**Problem to solve**.
Copy out every line in the entries below that includes "ceiling".

━━━━━ Supplied information

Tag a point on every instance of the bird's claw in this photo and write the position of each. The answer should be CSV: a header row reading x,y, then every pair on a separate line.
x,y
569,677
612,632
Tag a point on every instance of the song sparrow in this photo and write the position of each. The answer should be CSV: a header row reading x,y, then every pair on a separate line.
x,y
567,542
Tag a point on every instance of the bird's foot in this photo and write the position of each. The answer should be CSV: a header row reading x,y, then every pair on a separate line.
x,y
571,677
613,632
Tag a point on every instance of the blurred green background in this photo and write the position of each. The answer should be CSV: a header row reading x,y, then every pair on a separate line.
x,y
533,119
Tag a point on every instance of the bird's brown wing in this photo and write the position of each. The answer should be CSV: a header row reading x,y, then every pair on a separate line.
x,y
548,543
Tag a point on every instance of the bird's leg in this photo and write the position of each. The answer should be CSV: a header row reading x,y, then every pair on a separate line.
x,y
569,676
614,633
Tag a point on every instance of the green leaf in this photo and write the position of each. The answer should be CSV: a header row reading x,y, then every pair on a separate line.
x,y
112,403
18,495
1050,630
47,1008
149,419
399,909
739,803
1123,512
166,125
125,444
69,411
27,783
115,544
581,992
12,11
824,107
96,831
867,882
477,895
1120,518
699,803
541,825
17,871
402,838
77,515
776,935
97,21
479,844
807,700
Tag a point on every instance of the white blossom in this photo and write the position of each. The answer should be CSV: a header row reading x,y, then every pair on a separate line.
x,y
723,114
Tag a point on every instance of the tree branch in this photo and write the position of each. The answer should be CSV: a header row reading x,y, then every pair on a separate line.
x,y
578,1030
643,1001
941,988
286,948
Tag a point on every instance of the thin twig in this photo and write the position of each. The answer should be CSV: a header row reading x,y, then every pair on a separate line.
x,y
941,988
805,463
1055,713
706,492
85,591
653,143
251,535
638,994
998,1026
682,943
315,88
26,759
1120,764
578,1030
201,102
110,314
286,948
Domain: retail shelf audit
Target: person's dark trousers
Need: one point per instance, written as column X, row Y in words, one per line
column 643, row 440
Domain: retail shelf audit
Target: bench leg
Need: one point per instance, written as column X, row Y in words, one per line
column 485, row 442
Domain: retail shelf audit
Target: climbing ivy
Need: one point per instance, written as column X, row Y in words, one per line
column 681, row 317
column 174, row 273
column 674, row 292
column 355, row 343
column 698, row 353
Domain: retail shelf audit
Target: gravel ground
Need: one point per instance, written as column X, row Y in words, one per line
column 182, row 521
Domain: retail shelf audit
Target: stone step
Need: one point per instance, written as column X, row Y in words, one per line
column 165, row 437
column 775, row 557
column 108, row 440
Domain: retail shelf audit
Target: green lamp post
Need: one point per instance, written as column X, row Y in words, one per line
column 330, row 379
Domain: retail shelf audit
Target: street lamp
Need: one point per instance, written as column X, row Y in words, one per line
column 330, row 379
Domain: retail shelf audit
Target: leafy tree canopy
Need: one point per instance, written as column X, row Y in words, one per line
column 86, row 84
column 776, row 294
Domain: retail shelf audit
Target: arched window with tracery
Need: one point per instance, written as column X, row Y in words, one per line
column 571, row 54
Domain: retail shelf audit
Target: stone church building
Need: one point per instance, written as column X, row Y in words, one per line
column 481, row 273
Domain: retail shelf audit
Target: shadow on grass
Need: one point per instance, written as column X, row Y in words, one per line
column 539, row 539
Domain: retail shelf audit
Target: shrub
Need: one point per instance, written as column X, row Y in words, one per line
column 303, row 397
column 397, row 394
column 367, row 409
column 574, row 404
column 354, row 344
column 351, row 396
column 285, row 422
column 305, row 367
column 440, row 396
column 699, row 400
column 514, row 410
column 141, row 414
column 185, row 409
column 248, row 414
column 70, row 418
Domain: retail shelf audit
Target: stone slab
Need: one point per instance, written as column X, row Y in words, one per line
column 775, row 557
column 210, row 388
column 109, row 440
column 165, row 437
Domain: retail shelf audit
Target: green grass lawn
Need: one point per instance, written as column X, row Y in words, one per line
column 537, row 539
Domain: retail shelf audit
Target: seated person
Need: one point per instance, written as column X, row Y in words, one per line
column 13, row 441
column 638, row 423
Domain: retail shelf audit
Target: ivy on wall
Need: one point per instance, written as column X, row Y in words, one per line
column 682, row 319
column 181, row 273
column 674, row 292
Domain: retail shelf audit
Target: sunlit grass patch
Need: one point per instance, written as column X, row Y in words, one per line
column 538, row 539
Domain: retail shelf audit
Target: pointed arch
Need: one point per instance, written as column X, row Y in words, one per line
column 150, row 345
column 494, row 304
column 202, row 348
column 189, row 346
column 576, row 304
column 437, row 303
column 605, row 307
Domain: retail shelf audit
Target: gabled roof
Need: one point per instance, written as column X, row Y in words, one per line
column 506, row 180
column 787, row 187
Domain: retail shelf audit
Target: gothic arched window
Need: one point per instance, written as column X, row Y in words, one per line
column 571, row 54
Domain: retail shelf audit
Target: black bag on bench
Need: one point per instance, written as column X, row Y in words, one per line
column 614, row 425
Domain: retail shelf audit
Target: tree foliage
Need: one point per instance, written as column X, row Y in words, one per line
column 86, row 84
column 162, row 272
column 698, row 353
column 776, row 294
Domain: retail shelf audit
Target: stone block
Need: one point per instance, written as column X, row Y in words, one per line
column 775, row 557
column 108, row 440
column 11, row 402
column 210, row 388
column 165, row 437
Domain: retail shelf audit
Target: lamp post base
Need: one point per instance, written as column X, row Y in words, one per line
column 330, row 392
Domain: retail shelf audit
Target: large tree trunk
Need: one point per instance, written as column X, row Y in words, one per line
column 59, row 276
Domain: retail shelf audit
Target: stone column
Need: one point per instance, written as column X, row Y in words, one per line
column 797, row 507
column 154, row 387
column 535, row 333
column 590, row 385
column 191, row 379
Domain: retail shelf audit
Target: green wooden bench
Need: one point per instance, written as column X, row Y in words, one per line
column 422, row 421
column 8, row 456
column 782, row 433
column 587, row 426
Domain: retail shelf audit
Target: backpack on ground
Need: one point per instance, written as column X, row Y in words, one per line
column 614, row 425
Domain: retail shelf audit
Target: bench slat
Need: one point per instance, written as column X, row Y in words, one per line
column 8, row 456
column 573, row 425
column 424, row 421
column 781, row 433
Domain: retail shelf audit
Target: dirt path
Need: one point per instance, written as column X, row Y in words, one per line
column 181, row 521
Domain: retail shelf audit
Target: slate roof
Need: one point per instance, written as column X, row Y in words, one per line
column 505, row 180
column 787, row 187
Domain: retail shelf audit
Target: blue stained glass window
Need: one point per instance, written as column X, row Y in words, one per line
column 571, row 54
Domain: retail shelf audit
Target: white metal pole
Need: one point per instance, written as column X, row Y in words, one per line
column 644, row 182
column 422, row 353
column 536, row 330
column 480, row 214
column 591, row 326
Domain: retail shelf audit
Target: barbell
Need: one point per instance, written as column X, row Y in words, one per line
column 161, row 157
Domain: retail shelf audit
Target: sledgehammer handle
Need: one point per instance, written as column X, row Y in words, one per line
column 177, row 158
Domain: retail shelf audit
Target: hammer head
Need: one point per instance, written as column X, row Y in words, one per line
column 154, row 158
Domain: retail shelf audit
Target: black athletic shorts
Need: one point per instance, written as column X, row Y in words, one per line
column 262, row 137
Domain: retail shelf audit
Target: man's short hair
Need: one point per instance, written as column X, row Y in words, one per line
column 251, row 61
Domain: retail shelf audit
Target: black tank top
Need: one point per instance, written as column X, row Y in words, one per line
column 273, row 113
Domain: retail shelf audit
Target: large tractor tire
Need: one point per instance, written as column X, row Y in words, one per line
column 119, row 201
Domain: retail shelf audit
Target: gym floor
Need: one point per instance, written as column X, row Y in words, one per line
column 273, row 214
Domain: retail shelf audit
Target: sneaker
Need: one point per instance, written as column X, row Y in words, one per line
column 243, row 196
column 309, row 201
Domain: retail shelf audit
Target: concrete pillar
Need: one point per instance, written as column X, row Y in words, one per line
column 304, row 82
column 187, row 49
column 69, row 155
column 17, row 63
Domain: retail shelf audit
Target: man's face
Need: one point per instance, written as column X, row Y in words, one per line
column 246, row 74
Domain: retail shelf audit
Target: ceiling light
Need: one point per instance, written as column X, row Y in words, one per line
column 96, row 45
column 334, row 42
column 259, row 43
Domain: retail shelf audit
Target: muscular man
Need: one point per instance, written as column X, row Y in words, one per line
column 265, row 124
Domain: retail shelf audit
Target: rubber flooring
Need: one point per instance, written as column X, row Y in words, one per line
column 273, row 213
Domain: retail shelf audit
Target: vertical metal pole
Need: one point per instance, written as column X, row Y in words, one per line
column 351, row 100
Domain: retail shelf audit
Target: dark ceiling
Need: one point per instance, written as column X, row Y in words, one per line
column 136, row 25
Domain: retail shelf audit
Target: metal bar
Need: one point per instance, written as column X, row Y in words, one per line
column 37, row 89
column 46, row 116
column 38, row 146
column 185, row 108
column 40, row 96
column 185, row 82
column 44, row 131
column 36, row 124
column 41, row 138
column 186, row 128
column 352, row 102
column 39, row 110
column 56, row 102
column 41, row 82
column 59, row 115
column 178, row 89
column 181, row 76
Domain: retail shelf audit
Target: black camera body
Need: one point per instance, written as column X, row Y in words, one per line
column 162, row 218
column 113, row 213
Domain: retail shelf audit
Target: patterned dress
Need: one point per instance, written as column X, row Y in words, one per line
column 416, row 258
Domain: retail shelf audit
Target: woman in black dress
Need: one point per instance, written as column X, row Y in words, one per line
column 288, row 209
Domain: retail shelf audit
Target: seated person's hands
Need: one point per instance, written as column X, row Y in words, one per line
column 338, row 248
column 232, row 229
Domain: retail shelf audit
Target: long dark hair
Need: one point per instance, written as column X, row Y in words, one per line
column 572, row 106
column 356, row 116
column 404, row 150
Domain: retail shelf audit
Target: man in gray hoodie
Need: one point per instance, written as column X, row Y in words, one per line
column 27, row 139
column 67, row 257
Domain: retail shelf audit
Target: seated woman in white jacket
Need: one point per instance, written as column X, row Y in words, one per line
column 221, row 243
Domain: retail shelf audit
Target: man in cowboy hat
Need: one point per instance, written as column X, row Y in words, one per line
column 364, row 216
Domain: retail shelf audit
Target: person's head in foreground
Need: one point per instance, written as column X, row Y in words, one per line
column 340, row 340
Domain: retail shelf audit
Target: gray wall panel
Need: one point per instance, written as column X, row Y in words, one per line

━━━━━━━━━━

**Exercise answer**.
Target: ceiling light
Target: dark ceiling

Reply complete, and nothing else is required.